**Dataset entries**
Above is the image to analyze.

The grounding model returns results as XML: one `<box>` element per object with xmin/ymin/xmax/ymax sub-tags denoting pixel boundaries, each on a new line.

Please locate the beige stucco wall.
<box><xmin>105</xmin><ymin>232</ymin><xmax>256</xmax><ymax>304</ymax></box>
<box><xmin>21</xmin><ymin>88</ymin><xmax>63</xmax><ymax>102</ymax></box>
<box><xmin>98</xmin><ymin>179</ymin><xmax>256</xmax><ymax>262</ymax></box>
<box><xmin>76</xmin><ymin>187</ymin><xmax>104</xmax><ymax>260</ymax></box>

**Work to complete**
Reproduce every entry above in full, including the requests, and offset each box coordinate in the answers by adding 38 to it.

**Solution**
Above is the image to analyze.

The grounding model returns results as XML: one `<box>` element per object with xmin/ymin/xmax/ymax sub-tags denoting pixel boundaries, each on a new line.

Please locate the beige stucco wall.
<box><xmin>143</xmin><ymin>270</ymin><xmax>294</xmax><ymax>342</ymax></box>
<box><xmin>59</xmin><ymin>126</ymin><xmax>101</xmax><ymax>140</ymax></box>
<box><xmin>136</xmin><ymin>217</ymin><xmax>294</xmax><ymax>300</ymax></box>
<box><xmin>114</xmin><ymin>225</ymin><xmax>142</xmax><ymax>298</ymax></box>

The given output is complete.